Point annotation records
== == ==

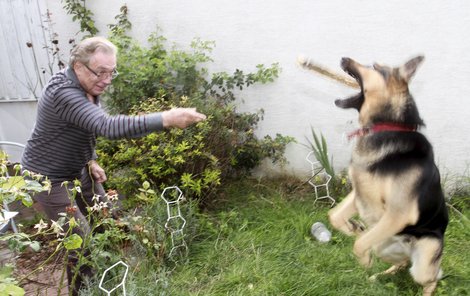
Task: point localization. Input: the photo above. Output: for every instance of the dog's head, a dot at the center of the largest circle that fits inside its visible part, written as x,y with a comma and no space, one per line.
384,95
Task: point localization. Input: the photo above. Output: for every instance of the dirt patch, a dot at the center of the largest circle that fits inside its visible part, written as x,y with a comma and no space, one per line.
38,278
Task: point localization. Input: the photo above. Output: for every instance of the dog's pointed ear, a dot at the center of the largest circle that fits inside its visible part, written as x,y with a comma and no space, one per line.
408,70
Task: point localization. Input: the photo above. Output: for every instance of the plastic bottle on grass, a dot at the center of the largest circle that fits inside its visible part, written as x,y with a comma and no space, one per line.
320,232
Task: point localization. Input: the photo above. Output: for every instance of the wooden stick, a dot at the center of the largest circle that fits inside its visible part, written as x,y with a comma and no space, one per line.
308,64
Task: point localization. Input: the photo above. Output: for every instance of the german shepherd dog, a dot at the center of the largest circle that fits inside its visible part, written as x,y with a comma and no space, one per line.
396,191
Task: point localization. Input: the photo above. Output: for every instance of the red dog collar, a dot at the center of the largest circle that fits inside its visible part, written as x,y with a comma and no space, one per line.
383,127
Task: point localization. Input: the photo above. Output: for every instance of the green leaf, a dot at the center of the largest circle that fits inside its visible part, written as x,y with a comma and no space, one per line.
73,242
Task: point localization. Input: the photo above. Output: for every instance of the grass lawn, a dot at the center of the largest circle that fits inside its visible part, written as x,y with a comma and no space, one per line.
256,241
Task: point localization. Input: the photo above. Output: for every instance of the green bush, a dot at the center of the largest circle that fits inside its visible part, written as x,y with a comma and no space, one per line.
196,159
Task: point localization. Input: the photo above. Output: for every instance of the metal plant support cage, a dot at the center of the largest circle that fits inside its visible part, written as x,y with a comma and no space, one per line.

== == ==

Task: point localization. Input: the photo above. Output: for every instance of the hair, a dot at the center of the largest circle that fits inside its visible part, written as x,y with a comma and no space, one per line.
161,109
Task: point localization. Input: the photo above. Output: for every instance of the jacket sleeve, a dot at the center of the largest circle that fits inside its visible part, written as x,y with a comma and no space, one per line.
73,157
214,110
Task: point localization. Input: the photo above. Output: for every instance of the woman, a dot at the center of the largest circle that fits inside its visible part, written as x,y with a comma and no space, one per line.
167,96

== == ==

§ **Directions for this task**: Copy out the items verbatim, starting with the line that contains "green bush, a" and continuing through the line that contains "of the metal".

§ **Exercise output**:
Task: point localization. Input: the photo above. Output: for every instance of the green bush, a dot at the center of the largest circle that fits inside its visible part, written as x,y with a comma and no space, one per line.
196,159
Task: point localization. Input: the photo above. Output: for every instance of the metal plant support cage, a dot at the center of the largest circle that fits inside its visible part, written as x,y with a comma and no space, one per line.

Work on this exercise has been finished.